# [Required tasks]
(a) Condense the paragraph of the interpersonal circumplex passage that begins "This theory was originally named" into a short bulleted list that keeps its main facts.
(b) Please echo the interpersonal circumplex passage word for word, starting at "What interests me" and ending at "William's article (2023).".

# [Reading passage]

This theory was originally named the Leary Circle, after an early Timothy Leary sketch of the idea which had springboarded from the work of Harry Sullivan, US psychiatry lecturer (Leary, 1957; Wiggins, 1996, p. 224; see diagram accompanying this post originally from LaForge, 1985, p. 615). The circle originally contained "16 interpersonal variables ordered around [two] primary dimensions of 'dominance‐submission' (i.e. agency) and 'love‐hate' (i.e. communion)" (Mahar & Markey, 2020, p. 143). These two continua are now considered to be a power axis, and a love axis.

What interests me is that the IPC model now seems to be thought of as a model of "extroversion, dominance, trust and warmth" (Williams, 2023), similar to the Big Five or OCEAN assessment (Mahar & Markey, 2020). However, as OCEAN "provides a framework with which to interpret the circumplex and the interpersonal circumplex provides an elaboration of two factors from the Five Factor Model" (Mahar & Markey, 2020, p. 143), it seems that the IPC still only measures the two continua of dominance (as extroversion) and love (as agreeableness), despite trust having crept into William's article (2023).

# [Available data]
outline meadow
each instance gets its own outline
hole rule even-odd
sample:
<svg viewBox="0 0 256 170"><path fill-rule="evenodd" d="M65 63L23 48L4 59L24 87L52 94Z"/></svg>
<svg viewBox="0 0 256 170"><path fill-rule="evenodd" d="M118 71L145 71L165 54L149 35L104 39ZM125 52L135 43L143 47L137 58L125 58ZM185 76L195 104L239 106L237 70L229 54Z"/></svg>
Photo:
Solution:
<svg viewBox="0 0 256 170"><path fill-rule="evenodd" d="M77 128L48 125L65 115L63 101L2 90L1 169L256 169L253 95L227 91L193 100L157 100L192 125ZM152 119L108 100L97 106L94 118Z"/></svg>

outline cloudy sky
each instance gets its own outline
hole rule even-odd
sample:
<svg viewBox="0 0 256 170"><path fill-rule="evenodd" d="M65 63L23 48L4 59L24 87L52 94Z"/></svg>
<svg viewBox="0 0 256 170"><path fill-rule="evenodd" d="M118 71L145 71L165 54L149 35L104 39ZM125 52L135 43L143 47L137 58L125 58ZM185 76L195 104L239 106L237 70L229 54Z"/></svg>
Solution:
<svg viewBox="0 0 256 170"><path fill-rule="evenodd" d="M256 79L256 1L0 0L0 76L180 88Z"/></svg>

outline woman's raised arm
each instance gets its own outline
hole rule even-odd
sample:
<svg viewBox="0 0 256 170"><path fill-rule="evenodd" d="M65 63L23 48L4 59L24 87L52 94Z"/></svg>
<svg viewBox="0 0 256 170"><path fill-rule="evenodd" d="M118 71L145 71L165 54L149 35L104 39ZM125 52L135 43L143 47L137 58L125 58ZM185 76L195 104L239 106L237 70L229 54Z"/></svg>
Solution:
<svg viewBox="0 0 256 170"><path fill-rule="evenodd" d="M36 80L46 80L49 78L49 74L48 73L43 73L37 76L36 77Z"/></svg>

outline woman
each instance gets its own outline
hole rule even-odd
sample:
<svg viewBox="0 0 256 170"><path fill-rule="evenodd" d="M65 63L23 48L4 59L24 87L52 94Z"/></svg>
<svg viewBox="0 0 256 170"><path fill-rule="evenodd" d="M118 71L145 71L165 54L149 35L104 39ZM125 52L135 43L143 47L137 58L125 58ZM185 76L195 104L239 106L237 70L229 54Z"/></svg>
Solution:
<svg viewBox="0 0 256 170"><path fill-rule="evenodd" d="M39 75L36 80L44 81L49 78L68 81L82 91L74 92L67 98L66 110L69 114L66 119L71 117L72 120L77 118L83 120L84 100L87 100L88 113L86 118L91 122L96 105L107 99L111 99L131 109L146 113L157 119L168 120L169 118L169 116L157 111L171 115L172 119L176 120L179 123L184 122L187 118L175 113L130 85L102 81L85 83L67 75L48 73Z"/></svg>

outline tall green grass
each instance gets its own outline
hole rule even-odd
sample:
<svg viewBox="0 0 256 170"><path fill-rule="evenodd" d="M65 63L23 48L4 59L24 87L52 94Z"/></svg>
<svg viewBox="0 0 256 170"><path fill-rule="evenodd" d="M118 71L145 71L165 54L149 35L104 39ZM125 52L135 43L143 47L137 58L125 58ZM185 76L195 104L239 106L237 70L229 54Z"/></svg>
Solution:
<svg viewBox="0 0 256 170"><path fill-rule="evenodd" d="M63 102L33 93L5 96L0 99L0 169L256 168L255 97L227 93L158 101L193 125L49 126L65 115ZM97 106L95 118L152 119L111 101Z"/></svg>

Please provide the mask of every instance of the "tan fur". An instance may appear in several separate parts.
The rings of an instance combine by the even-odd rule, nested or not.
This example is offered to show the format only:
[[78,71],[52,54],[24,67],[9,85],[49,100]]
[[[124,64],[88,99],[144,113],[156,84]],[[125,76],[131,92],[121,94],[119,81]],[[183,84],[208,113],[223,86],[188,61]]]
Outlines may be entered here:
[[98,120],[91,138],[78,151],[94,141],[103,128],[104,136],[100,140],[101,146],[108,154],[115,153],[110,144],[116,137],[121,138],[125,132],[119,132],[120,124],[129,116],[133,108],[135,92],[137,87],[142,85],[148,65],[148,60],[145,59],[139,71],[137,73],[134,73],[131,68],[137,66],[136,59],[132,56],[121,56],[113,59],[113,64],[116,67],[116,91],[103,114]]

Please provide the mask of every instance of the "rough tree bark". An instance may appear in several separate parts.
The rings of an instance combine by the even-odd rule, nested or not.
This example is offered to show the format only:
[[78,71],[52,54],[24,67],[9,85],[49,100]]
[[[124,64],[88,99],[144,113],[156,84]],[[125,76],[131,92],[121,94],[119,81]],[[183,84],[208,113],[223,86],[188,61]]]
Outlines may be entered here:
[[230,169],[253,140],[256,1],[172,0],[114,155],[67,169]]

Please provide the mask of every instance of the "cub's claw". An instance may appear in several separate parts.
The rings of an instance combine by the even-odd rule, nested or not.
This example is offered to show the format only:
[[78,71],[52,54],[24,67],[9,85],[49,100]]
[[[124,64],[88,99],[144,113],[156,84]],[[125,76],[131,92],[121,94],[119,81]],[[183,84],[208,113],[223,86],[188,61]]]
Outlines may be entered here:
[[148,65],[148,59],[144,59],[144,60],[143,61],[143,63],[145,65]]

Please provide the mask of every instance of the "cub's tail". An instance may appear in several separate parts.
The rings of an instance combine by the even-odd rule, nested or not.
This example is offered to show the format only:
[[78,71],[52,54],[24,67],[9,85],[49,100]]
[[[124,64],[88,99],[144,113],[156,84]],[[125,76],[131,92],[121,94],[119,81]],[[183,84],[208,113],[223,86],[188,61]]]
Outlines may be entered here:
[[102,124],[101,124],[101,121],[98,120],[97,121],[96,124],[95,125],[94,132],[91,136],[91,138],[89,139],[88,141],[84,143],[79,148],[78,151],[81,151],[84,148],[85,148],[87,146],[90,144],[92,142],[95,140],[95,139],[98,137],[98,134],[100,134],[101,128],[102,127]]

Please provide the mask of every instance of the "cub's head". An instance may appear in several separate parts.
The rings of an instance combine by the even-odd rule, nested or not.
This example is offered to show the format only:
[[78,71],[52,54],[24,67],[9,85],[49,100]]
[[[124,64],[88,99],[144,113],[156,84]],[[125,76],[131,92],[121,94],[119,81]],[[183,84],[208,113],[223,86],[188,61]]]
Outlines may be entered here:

...

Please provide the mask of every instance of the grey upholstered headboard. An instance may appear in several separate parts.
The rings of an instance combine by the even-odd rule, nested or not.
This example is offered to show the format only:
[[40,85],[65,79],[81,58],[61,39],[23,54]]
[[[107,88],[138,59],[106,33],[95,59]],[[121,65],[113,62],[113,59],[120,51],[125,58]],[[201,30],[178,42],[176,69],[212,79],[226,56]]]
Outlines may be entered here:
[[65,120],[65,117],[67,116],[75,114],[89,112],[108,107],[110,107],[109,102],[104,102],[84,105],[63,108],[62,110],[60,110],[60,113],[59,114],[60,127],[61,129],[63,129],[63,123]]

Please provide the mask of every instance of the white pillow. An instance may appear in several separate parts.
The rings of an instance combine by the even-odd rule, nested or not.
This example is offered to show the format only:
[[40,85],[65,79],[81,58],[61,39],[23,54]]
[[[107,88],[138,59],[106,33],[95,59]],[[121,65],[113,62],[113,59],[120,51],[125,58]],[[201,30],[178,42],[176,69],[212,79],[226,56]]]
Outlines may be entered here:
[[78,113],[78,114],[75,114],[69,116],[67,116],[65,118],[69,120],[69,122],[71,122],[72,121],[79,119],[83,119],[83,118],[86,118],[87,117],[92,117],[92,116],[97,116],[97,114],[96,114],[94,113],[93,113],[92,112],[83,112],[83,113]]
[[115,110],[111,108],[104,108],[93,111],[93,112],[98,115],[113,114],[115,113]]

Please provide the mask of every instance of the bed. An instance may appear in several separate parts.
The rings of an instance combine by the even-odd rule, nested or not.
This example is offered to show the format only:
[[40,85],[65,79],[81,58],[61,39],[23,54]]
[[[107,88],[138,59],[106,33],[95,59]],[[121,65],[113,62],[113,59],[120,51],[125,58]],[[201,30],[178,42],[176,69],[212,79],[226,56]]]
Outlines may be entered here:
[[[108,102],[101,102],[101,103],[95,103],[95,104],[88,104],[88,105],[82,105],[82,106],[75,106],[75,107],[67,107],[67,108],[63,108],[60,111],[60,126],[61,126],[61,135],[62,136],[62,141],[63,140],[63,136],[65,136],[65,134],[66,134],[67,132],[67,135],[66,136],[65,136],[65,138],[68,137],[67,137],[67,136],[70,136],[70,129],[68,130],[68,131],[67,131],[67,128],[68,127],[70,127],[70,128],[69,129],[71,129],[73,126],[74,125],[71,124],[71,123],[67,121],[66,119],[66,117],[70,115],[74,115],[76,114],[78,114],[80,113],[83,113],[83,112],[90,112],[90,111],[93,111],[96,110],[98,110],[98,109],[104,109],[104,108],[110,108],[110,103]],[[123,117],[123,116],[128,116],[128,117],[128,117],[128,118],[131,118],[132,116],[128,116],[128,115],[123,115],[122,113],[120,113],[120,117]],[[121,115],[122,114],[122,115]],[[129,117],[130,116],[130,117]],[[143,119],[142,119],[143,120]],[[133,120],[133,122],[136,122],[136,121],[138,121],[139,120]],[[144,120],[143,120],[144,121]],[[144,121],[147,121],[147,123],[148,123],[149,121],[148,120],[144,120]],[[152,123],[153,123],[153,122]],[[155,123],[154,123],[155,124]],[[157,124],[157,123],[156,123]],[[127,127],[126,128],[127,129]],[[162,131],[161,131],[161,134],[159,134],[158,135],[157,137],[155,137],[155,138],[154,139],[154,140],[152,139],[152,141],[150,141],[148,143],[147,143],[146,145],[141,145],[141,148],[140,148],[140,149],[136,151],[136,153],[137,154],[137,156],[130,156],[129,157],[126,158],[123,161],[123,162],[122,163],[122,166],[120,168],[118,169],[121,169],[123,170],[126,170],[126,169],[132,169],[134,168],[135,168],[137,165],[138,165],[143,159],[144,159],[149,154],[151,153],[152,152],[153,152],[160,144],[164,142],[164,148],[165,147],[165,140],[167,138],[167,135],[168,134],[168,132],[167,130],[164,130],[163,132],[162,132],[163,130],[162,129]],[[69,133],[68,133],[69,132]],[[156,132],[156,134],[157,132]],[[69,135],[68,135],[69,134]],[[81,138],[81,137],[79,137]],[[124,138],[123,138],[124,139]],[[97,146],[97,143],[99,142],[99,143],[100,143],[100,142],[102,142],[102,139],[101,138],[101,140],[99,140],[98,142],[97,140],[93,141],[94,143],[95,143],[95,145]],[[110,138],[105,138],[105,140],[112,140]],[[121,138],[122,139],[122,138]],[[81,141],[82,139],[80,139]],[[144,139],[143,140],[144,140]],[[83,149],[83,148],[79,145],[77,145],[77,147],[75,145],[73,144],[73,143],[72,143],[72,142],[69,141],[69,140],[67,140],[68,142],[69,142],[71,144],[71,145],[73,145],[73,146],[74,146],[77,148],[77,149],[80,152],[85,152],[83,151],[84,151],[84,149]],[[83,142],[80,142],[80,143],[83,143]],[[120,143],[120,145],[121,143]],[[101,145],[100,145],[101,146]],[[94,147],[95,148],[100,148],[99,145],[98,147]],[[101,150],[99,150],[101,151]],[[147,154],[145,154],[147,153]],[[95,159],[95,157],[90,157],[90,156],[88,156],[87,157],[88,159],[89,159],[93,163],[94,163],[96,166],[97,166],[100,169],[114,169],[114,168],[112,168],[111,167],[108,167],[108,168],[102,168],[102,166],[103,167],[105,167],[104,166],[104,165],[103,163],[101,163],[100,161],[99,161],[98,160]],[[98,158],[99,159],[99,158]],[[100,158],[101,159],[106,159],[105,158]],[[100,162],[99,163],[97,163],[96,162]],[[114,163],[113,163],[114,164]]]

# [Task-by-task answers]
(a)
- The theory was first called the Leary Circle, after an early sketch of the idea by Timothy Leary.
- Leary's sketch built on the work of Harry Sullivan, a US psychiatry lecturer.
- The circle originally held 16 interpersonal variables arranged around two primary dimensions: dominance‐submission (agency) and love‐hate (communion).
- These two continua are now seen as a power axis and a love axis.

(b)
What interests me is that the IPC model now seems to be thought of as a model of "extroversion, dominance, trust and warmth" (Williams, 2023), similar to the Big Five or OCEAN assessment (Mahar & Markey, 2020). However, as OCEAN "provides a framework with which to interpret the circumplex and the interpersonal circumplex provides an elaboration of two factors from the Five Factor Model" (Mahar & Markey, 2020, p. 143), it seems that the IPC still only measures the two continua of dominance (as extroversion) and love (as agreeableness), despite trust having crept into William's article (2023).